▸ SHORT TASK: Locate each line in the data below that contains the word "blue", and copy those lines unchanged.

--------

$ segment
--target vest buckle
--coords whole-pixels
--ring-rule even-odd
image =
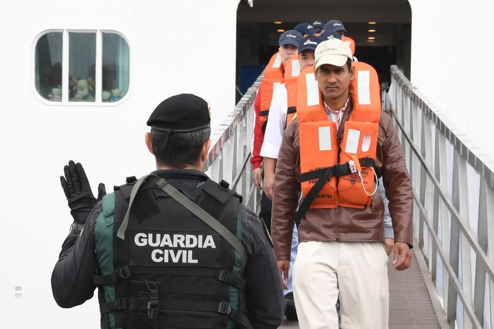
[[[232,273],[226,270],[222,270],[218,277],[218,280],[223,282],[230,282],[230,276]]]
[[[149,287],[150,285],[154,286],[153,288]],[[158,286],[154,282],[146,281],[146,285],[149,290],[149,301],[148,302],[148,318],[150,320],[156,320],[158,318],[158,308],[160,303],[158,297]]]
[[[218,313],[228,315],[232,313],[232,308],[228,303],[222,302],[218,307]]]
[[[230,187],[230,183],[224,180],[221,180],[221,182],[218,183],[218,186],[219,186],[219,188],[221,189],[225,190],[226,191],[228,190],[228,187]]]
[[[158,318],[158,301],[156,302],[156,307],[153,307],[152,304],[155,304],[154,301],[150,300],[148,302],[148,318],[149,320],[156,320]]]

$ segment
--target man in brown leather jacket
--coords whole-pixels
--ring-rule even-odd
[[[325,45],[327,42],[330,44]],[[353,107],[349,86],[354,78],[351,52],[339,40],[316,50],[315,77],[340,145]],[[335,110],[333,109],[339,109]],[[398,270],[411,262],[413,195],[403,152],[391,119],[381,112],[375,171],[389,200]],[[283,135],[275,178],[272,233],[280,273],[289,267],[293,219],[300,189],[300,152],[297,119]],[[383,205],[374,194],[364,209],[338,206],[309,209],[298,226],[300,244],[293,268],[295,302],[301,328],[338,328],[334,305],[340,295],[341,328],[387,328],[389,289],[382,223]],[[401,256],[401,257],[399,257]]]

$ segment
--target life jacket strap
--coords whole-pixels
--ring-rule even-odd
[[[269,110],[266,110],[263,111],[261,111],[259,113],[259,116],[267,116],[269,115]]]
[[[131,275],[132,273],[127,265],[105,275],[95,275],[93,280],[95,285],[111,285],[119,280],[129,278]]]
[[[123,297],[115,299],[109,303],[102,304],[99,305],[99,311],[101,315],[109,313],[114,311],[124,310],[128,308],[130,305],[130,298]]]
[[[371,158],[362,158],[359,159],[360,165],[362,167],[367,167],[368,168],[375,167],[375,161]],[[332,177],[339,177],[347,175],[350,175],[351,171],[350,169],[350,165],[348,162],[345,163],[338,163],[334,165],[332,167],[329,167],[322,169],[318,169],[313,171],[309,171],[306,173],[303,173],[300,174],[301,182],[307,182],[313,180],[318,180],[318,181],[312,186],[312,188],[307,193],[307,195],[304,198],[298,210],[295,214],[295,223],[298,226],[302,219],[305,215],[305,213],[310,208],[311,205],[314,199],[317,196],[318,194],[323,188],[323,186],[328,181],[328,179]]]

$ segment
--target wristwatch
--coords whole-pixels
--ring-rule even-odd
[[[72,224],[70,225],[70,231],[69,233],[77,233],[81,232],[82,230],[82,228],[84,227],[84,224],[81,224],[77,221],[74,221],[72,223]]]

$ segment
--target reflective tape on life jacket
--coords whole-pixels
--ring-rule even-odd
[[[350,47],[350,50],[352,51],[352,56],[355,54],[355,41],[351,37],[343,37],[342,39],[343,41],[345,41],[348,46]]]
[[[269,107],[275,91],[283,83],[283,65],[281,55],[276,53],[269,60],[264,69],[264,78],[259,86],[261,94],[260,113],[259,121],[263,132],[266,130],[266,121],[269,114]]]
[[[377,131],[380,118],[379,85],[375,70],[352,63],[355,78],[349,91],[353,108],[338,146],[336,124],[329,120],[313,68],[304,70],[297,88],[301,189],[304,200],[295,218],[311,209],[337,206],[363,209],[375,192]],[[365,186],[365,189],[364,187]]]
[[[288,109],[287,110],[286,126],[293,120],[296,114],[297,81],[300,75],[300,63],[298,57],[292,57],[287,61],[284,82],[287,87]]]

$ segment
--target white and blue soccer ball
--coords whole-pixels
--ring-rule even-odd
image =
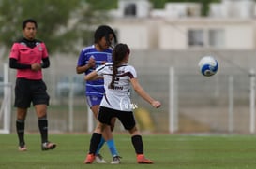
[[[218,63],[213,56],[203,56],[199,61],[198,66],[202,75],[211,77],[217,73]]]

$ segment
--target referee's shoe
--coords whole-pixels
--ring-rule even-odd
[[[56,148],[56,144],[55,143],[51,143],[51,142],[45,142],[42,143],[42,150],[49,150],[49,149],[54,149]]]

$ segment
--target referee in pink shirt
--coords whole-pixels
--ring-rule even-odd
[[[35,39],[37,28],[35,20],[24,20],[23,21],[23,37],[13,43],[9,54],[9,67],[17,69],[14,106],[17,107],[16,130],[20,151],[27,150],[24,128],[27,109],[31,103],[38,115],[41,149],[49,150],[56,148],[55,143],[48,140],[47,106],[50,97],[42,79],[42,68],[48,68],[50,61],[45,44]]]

--------

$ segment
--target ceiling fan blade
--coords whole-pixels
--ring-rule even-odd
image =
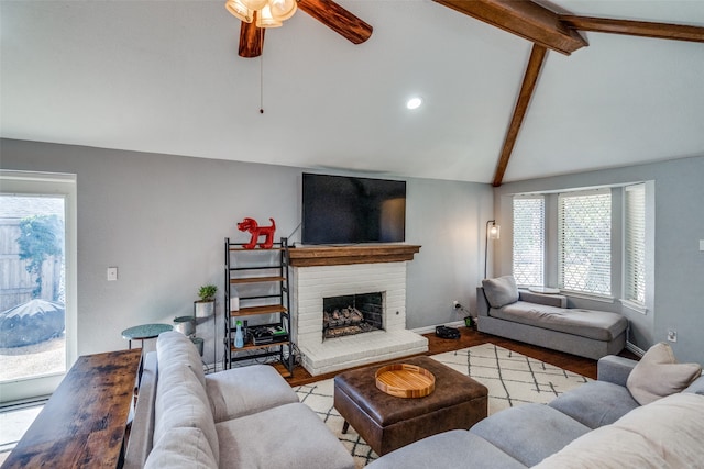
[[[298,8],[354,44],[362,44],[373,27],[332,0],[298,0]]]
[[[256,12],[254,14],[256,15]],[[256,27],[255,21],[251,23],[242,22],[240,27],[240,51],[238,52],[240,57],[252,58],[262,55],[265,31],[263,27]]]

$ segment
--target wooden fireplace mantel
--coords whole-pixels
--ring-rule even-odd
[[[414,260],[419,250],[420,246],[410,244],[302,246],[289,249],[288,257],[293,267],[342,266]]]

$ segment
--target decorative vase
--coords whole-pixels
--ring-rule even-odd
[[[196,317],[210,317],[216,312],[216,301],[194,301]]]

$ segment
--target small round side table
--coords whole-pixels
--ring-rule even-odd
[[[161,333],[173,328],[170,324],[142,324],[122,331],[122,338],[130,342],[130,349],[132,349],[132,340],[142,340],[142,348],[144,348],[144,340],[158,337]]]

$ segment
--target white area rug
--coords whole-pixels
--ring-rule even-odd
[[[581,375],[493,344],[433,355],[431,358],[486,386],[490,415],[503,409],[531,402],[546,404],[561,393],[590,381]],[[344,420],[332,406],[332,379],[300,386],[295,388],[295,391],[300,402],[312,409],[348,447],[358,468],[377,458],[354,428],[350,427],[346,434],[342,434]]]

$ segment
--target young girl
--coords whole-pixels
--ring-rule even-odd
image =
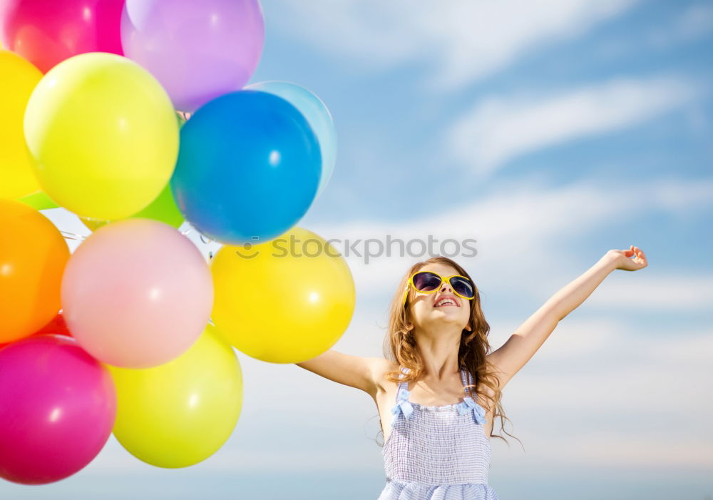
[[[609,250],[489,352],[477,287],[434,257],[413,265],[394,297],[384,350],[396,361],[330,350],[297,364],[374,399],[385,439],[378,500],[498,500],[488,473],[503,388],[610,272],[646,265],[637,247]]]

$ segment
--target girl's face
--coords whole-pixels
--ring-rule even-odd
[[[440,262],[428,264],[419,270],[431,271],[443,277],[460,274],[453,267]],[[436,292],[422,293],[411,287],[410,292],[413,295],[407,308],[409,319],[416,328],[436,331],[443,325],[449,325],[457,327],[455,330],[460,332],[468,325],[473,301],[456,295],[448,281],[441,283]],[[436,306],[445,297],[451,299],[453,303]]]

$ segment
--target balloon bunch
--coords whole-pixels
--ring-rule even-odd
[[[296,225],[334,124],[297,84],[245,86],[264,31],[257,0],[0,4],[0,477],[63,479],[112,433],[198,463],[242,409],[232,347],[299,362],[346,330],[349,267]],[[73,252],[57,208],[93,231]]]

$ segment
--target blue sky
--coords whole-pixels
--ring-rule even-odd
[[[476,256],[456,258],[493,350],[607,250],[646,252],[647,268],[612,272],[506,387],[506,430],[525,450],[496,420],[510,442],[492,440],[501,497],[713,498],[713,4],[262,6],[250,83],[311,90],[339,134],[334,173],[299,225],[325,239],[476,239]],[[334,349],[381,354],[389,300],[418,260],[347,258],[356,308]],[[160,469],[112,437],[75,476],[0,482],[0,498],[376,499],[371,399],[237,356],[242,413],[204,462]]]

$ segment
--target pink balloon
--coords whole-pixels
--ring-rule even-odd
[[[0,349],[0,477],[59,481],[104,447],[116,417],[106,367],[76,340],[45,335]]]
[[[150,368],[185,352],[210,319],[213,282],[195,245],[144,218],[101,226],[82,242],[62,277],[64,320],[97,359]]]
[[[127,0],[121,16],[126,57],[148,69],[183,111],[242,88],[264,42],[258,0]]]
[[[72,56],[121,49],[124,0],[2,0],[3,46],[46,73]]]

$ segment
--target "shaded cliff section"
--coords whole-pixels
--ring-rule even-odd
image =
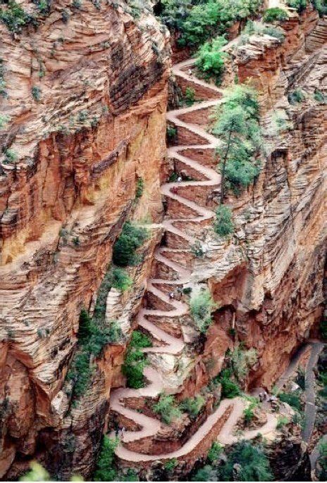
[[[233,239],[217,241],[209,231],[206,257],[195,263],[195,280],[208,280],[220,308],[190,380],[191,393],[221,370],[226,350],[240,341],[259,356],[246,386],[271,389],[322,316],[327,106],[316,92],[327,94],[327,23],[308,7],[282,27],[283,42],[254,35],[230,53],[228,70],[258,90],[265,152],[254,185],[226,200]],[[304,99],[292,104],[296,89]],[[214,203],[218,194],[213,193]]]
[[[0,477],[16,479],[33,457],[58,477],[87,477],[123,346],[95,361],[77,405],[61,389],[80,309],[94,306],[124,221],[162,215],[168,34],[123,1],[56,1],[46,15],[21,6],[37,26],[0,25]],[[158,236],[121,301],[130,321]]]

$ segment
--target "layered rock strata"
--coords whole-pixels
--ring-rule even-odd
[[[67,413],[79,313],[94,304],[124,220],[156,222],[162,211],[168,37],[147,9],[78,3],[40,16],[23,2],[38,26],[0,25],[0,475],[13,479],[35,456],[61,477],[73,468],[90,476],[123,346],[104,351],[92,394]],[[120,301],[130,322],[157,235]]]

--------

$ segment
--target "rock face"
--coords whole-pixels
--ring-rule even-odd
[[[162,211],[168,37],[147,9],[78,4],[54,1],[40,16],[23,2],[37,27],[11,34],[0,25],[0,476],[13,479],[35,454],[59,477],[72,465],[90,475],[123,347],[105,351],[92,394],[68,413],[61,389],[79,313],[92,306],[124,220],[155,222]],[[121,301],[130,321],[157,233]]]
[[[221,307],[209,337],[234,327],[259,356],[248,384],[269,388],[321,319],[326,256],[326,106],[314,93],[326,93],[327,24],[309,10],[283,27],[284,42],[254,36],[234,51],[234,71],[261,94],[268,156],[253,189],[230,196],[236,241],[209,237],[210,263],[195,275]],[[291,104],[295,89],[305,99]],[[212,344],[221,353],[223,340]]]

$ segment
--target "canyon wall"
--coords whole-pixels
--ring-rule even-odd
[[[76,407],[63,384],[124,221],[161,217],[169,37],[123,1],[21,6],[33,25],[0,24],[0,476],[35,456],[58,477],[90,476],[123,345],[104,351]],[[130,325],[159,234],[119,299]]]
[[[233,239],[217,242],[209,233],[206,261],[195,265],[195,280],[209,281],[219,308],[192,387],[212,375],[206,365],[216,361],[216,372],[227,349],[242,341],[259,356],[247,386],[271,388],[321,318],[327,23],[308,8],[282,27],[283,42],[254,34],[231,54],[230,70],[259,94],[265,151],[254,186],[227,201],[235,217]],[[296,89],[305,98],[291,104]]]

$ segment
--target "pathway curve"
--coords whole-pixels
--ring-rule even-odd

--------

▸ SOLUTION TO THIS EXERCISE:
--target white and blue soccer ball
--target blue sky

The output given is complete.